SOURCE PASSAGE:
——————————

These are strange and dark days for college basketball. A year ago, an FBI investigation exposed the worst kept secret in the sport: the black market that exists for recruits because of the NCAA’s outdated amateurism rules. That case went to court this month in Manhattan, with a guilty verdict coming down on Wednesday that puts serious jail time in front of the former Adidas executives and agency middleman who were on trial.
Meanwhile, a new college basketball season is set to begin in just a couple short weeks. At ACC Media Day on Wednesday, Syracuse coach Jim Boeheim went in on the idea of paying college players, and took a shot at a former recruit who ended turning pro rather than honoring his commitment to the Orange. No less of an authority than LeBron James took notice.
LeBron James vs. Jim Boeheim happened on Twitter
Let’s start with Darius Bazley, the former five-star recruit who committed to Syracuse until he decided to renege on that commitment to join the G-League. Bazley ultimately reneged on that commitment, too, choosing instead to spend the entire year training for the NBA draft.
Bazley signed a deal with Klutch Sports, the agency best known for being run by LeBron James’ long-time friend Rich Paul. Klutch helped Bazley ink an endorsement deal from New Balance which will pay him a guaranteed $1 million and as much as $14 million. When Boeheim was asked about Bazley at media day, he had this to say:
Jim Boeheim on former Syracuse signee Darius Bazley getting guaranteed $1 million deal with New Balance:— Jeff Goodman (@GoodmanHoops) October 24, 2018
“LeBron did a nice job helping his client. It is LeBron’s client, right?”

——————————

WHAT YOU WILL DO:
1. List every person named in the college basketball article.
2. According to the college basketball article, how much will Darius Bazley's endorsement deal with New Balance pay him?

[Dataset excerpts on object pointing]
——————————

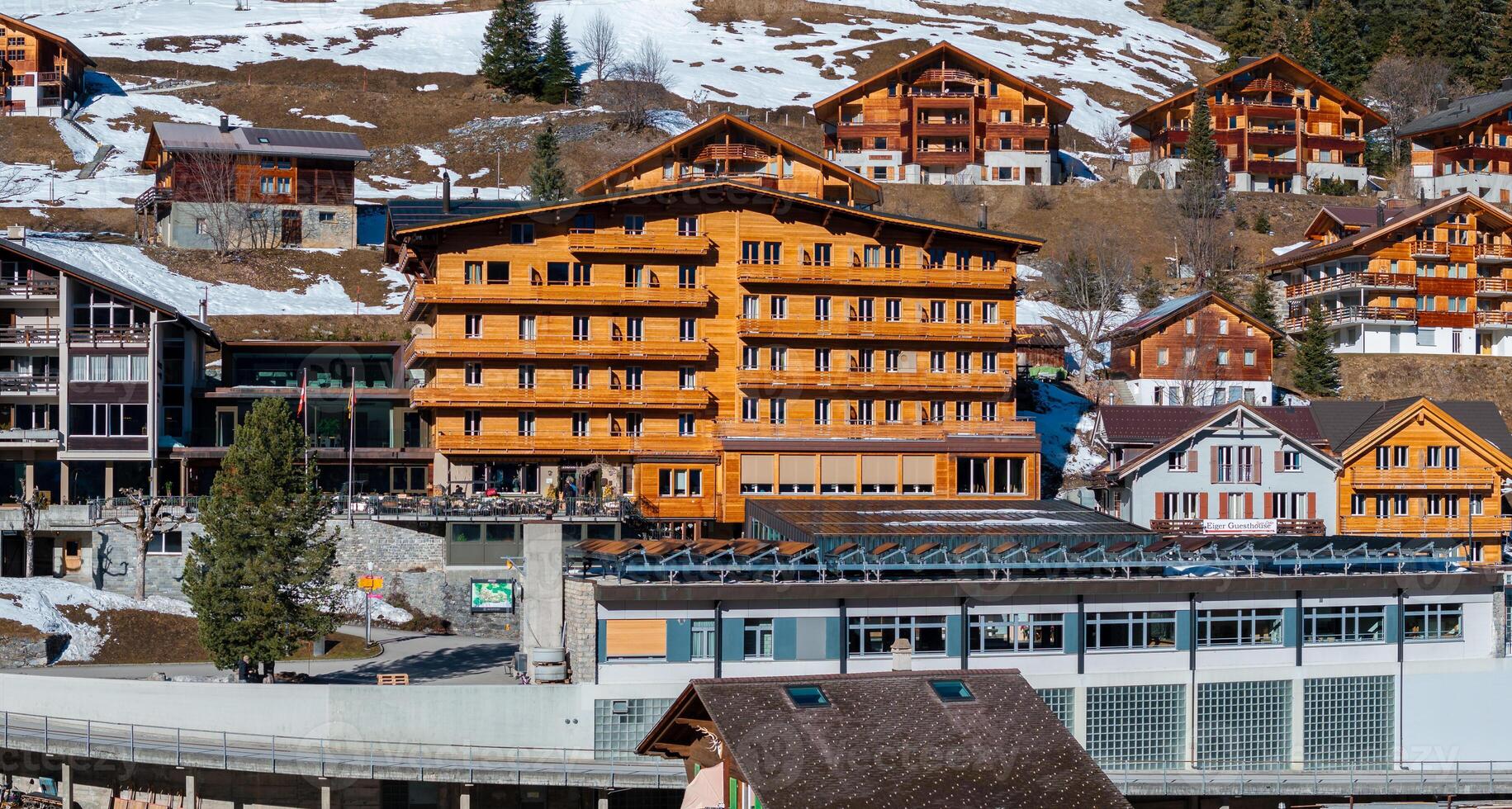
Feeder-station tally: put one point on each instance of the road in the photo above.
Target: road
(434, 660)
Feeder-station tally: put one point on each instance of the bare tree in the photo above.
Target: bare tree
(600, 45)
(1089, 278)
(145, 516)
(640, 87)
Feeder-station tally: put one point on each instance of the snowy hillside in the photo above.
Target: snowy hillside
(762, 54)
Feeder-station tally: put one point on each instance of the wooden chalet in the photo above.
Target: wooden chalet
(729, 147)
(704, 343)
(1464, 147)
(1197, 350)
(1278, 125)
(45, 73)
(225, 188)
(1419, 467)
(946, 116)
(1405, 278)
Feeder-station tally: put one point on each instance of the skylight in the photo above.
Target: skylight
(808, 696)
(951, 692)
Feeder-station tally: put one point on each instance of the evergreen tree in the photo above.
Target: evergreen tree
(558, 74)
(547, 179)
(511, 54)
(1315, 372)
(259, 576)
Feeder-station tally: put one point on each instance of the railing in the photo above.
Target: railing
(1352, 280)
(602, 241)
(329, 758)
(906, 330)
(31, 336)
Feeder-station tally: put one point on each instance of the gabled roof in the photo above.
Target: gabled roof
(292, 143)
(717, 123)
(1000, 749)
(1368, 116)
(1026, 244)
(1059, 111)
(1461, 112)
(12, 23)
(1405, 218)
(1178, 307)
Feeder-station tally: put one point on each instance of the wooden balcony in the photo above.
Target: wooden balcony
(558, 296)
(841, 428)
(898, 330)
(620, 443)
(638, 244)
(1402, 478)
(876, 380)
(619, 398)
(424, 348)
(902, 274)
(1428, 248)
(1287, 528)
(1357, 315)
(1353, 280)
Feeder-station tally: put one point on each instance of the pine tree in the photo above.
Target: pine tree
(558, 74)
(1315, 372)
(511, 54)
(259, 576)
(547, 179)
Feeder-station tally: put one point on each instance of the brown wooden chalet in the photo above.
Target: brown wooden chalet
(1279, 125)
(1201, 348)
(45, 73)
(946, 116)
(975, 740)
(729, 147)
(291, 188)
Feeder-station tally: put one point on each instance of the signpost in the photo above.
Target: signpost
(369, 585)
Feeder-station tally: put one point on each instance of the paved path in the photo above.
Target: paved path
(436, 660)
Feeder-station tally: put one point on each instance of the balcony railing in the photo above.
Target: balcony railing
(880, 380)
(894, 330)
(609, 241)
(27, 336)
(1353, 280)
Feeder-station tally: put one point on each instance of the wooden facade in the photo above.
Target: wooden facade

——————————

LIST OF SOLUTIONS:
1. Jim Boeheim, LeBron James, Darius Bazley, Rich Paul, Jeff Goodman

2. A guaranteed $1 million, and as much as $14 million.